Problem to work on: Reproduce all of the material exactly as shown.
·····
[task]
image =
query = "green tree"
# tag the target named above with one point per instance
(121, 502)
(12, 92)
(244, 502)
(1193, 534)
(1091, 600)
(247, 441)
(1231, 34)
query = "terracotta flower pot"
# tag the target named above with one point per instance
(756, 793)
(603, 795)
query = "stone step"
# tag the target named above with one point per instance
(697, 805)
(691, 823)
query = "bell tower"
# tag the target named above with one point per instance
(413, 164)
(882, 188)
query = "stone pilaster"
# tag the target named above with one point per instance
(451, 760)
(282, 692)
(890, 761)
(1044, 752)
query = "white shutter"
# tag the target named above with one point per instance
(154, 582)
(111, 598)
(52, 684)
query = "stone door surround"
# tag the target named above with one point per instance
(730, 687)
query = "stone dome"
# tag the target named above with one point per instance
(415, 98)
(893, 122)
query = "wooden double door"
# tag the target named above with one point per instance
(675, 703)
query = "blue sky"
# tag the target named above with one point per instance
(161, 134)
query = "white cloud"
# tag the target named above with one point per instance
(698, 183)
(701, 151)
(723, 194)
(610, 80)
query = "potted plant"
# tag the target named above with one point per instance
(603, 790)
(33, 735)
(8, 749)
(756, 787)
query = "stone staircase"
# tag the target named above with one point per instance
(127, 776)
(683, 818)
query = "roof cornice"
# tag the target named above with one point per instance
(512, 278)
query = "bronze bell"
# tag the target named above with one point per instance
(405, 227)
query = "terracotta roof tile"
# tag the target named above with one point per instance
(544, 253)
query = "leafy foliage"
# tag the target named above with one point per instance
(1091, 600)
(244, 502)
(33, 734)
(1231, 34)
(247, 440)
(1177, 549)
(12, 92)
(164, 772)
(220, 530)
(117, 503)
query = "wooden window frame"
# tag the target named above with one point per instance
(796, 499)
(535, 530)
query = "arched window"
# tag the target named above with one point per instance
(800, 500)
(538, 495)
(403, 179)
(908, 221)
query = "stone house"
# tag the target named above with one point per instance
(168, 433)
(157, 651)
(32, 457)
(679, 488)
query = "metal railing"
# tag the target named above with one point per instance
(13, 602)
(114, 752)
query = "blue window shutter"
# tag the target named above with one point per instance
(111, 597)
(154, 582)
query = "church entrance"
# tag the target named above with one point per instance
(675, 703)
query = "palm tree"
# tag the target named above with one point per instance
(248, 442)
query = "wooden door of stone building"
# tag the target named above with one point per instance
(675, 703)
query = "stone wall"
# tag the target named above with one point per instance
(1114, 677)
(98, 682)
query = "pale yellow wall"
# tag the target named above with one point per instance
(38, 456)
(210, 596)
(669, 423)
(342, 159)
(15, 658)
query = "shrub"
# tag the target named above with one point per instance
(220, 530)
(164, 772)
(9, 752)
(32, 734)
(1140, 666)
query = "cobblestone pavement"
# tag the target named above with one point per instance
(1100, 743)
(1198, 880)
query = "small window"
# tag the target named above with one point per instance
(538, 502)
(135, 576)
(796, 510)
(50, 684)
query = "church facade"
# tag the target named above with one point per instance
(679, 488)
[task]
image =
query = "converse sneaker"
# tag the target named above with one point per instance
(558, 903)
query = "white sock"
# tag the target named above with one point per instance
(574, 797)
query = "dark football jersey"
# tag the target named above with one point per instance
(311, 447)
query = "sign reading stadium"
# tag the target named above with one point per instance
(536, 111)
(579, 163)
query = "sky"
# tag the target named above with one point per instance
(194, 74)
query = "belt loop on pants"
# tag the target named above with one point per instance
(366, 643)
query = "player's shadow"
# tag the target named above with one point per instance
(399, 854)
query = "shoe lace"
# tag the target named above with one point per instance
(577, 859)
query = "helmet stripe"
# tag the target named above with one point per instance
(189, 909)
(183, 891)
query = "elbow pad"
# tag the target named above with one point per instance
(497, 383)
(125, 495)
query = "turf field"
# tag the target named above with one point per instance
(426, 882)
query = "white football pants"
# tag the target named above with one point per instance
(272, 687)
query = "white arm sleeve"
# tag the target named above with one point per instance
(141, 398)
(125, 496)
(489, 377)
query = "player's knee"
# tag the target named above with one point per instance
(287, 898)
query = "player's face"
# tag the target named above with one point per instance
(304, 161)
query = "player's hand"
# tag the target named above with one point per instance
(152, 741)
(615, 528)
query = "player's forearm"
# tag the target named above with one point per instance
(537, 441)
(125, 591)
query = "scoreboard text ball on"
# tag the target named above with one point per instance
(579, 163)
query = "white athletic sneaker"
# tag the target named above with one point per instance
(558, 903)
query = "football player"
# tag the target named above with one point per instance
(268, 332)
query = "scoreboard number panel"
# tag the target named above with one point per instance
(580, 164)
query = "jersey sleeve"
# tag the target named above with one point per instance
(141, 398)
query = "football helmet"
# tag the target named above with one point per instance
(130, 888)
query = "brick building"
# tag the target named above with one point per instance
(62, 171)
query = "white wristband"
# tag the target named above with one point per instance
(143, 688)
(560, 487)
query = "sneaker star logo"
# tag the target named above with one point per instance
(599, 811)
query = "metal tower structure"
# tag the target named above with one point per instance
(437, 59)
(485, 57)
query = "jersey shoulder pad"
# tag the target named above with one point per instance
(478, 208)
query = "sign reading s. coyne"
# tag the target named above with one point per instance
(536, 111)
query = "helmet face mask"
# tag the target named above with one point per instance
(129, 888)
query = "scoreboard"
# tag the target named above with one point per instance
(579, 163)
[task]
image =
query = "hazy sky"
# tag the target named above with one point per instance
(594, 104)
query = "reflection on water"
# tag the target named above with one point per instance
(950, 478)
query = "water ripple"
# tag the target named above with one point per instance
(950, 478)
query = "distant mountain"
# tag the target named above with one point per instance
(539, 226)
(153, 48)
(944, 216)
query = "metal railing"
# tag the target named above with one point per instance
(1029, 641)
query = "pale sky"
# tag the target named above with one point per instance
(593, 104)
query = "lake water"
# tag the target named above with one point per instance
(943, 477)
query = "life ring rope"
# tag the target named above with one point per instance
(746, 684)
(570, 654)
·····
Exercise result:
[task]
image =
query = "green tree"
# tag the target named above with one point per instance
(121, 502)
(12, 92)
(244, 502)
(1193, 534)
(1091, 600)
(247, 441)
(1231, 34)
query = "terracotta flower pot"
# tag the target named above with one point per instance
(756, 793)
(603, 795)
query = "stone step"
# tag the target named above with one point per instance
(697, 805)
(691, 823)
query = "bell tower"
# tag the target named above with one point per instance
(413, 164)
(882, 188)
query = "stone pilaster"
# tag the target named above with one point per instance
(451, 760)
(282, 692)
(890, 761)
(1044, 752)
query = "white shutter"
# tag the target named above with one point per instance
(154, 582)
(111, 598)
(52, 684)
query = "stone door surround"
# tag the target named above with one point per instance
(730, 687)
query = "stone dome"
# tag the target named above with one point per instance
(415, 98)
(893, 122)
query = "wooden double door"
# tag the target named above with one point per instance
(675, 703)
query = "blue sky"
# tag the target named above with one point per instance
(161, 134)
query = "white cloud"
# tag the target named above with one point per instance
(698, 183)
(701, 151)
(723, 194)
(610, 80)
query = "potted plant"
# tag the target named above with one point per instance
(603, 790)
(33, 735)
(8, 749)
(756, 787)
query = "stone staircase"
# tag the target named above with one point per instance
(127, 776)
(683, 818)
query = "roof cornice"
# tag the target named above with one point per instance
(512, 278)
query = "bronze bell"
# tag the target named above with one point per instance
(405, 227)
query = "terracotta roof tile"
# tag the target named above with one point per instance
(544, 253)
query = "leafy foliage"
# tag the target named above with one point per instance
(1091, 600)
(244, 502)
(33, 734)
(1231, 34)
(247, 440)
(1177, 549)
(12, 92)
(164, 772)
(220, 530)
(117, 503)
query = "wooden window frame"
# tag the target named above with one point per instance
(796, 499)
(535, 530)
query = "arched window"
# tag the target named above with one point per instance
(800, 500)
(538, 495)
(403, 179)
(908, 221)
query = "stone house"
# tag the target named above with one point per instance
(168, 433)
(157, 651)
(32, 457)
(679, 488)
query = "metal railing"
# tag the target named above with one point per instance
(13, 602)
(114, 752)
query = "blue window shutter"
# tag the target named above with one point per instance
(111, 597)
(154, 582)
query = "church entrance"
# tag the target named above with one point per instance
(675, 703)
query = "palm tree"
# tag the target named above with one point per instance
(248, 442)
query = "wooden door of stone building"
# tag the target named above with one point per instance
(675, 703)
query = "stone wall"
# tag the target named above with one point per instance
(1114, 677)
(98, 682)
query = "pale yellow wall"
# tag the target named above with one point per instance
(38, 456)
(210, 596)
(669, 423)
(342, 159)
(15, 658)
query = "shrub"
# tag the target named above with one point per instance
(220, 530)
(164, 772)
(9, 752)
(32, 734)
(1140, 666)
query = "cobblestone pavement"
# tag the target named above with one point per instance
(1100, 743)
(1198, 880)
query = "small window"
# tag the target named above with one point per instance
(538, 502)
(135, 576)
(796, 510)
(50, 684)
query = "church facade"
# tag the target named above with one point per instance
(679, 488)
[task]
image =
query = "converse sneaker"
# tag the target named above with one point per instance
(558, 903)
query = "white sock"
# tag the target named above with one point per instance
(574, 797)
query = "dark football jersey"
# tag the target named above with one point per instance
(311, 447)
query = "sign reading stadium"
# tag the target named above with one point per instance
(536, 111)
(579, 163)
query = "sky"
# tag the target named above with one point per instance
(194, 74)
query = "belt loop on pants"
# tag the target named above with one point per instance
(366, 643)
query = "player's shadow"
# tag the target named above with one point per instance
(399, 854)
query = "shoe lace"
# tag the target named above with one point per instance
(577, 859)
query = "helmet stripe"
# tag the target named above with one point per instance
(189, 909)
(183, 891)
query = "elbow pad"
# tag the target named above with one point per instance
(497, 383)
(125, 495)
query = "turf field"
# tag the target named above with one point per instance
(426, 882)
query = "white football pants"
# tag the target named above with one point per instance
(272, 687)
query = "white arm sleeve"
# tag the target named above with one point per instance
(141, 398)
(125, 496)
(489, 377)
query = "player's knee"
# tag the target named above with one point per instance
(287, 898)
query = "player's face"
# tag the target named above with one point per instance
(304, 161)
query = "player's hand"
# tag the target named above with one point per instance
(152, 741)
(615, 528)
query = "player's forearm"
# tag the target named above with one point per instance
(537, 441)
(125, 591)
query = "scoreboard text ball on"
# tag the target named above with one point per instance
(579, 163)
query = "white athletic sneaker"
# tag the target named above with one point per instance
(558, 903)
query = "football player"
# tag the target named above with one point per instance
(268, 332)
query = "scoreboard number panel"
# tag the target named above with one point per instance
(580, 164)
query = "jersey sleeve"
# tag the target named above with one point per instance
(141, 398)
query = "football helmet"
# tag the target named above with one point per instance
(130, 888)
query = "brick building"
# tag the target named above with one point per instance
(62, 171)
query = "white wristband"
# tag the target named above with one point per instance
(143, 688)
(560, 487)
query = "sneaker star logo"
# tag the target named above with one point per instance
(599, 811)
query = "metal tower structure"
# tag the target named above with one point per instance
(437, 59)
(485, 57)
query = "jersey shoulder pad"
# tag the target named above with one point per instance
(478, 208)
query = "sign reading s. coyne"
# tag the target named above with one point per instance
(536, 111)
query = "helmet face mask"
# tag the target named above with one point per instance
(129, 888)
query = "scoreboard"
# tag the target named above with one point per instance
(579, 163)
[task]
image =
query = "hazy sky"
# tag the target named above with one point per instance
(594, 104)
query = "reflection on water"
# tag the target named above with one point per instance
(950, 478)
query = "water ripple"
# tag the target named above with one point per instance
(950, 478)
query = "distant mountain"
# tag the target named above with one point per instance
(539, 226)
(153, 48)
(944, 216)
query = "metal railing"
# tag the target named above with one point per instance
(1029, 641)
query = "pale sky"
# tag the target named above with one point per instance
(593, 104)
query = "lake water"
# tag the target named above with one point per instance
(943, 477)
query = "life ring rope"
# tag the target named above with one point per instance
(746, 684)
(570, 654)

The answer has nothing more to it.